:: CONSIGNA DADA A ::
Enumera, en el orden en que aparecen, los años de calendario que se mencionan en la columna sobre López Pumarejo.
:: CONSIGNA DADA B ::
Continúa la columna sobre López Pumarejo a partir de su último párrafo.

:: FRAGMENTO SELECCIONADO ::
______

*Invitamos a nuestros columnistas a contarnos de las ideas que defendieron y que, ahora, perciben de manera diferente. Esta columna es parte del especial #CambiéDeOpinión.

En agosto de 2010, yo tenía 27 años y tres trabajos con contratos por prestación de servicios. Uno de estos implicaba pasar los días en el Archivo General de la Nación y la Sala de Libros Raros y Manuscritos de la Luis Ángel Arango. Entre las calle sexta y once del centro de Bogotá transcurría la vida. En un momento de pocas expectativas, llegó como una bendición la posibilidad de escribir esporádicamente para El Espectador. Nadie en mi familia había escrito en ninguna prensa y agarré la oportunidad con todo el entusiasmo.

Entonces ya hace varios años tenía fotos de una carta enviada por Alfonso López Pumarejo a su hijo tocayo. Era producto de alguna búsqueda en los archivos del expresidente y tenía unos chismes buenísimos. Sobre todo, en una frase de telenovela, López Pumarejo se quejaba de que su hija María Mercedes no se aventurara a hacer nuevas amistades. A pesar de que la familia estaba instalada en Estados Unidos y tenía acceso a posibilidades inusitadas, ella continuaba fiel a su círculo bogotano. “Y no necesito decirte cuánto me impacienta tener a la familia instalada en Park Avenue para que María Mercedes ande de arriba abajo con Cecilia Trujillo, como andaba en Bogotá con las Ferreritos o las Hernández”, dice la carta.

En su momento, pensé que con la publicación de la carta se desenterraba una gran contradicción. Una verdad que ponía en juego la carreta del hombre que, nacido en Honda, fue presidente de la república dos veces. En el texto uso un tono burlón, ligero y de superioridad moral.

Ahora, en 2023, tengo 41 años y más certezas. Una de ellas es sobre las incoherencias que nos definen; otras, sobre la historia política de Colombia. Además de lo que conocemos bien (la reforma agraria, la pelea con la entonces poderosísima Iglesia católica), López Pumarejo cambió el rumbo de la educación pública. Contra viento y marea, permitió que poblaciones que habían sido discriminadas por racismo o catolicismo (como los hijos nacidos fuera del matrimonio) accedieran a la escuela. Fue el primer (quizás el único) presidente que tomó distancia del elitismo y la desconfianza hacia el pueblo. En 1936, expidió varios decretos modificatorios de la legislación electoral que incluyeron amplios sectores de la población en la categoría de ciudadanos. Durante un período de creciente movilización social, creó canales institucionales que permitieron encontrar una expresión política para conflictos sociales urgentes: otorgó, por ejemplo, derechos a los sindicatos.

______

:: MATERIAL ::
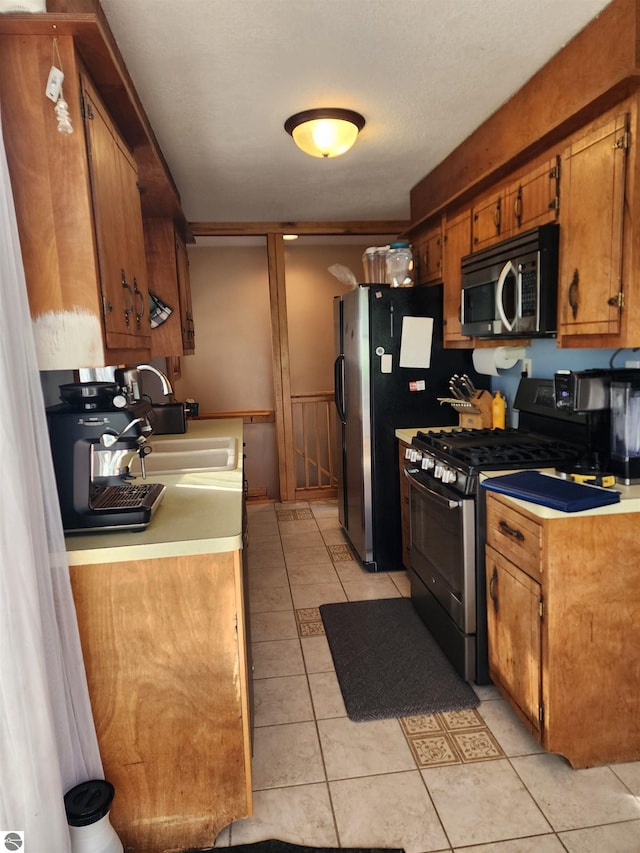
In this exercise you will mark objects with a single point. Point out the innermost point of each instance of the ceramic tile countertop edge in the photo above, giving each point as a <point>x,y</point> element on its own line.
<point>200,513</point>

______

:: RESPUESTA REDACTADA A ::
2010, 2023, 1936

:: RESPUESTA REDACTADA B ::
Si miro de para atrás desde donde estamos hoy, se hacen más claros sus retos y compromisos. Fue un hombre de partido y tres décadas antes de ser presidente sembró y cuidó las semillas de una colectividad saludable, que podía transitar las tensiones sin destruirse. Criticó al oficialismo de los años 20 por acostumbrarse a colaborar con el Partido Conservador, consolidando una rutina burocrática mientras el régimen llevaba a cabo la masacre de las bananeras. Desconfió (y sus palabras resuenan siempre) de la idea de unas oligarquías de tecnócratas de centro (ni liberales ni conservadores), que pretendían “hacer la felicidad colombiana imponiendo un sintético absurdo: la política apolítica”.

No estuvo bien esculcar las angustias familiares de uno de los únicos mandatarios que pensó y consolidó redistribuciones puntuales, e hizo posibles movilidades sociales y expresiones de clase. Por qué no haber esperado para revelar las minucias, falsedades y deseos de hombres menos comprometidos con el futuro, como Laureano (cuyo archivo está perdido), los Santos, los Uribe, los Galán, los Gaviria. Y, al fin y al cabo, ¿quién está libre de ansiedades de clase en un país desigual como Colombia?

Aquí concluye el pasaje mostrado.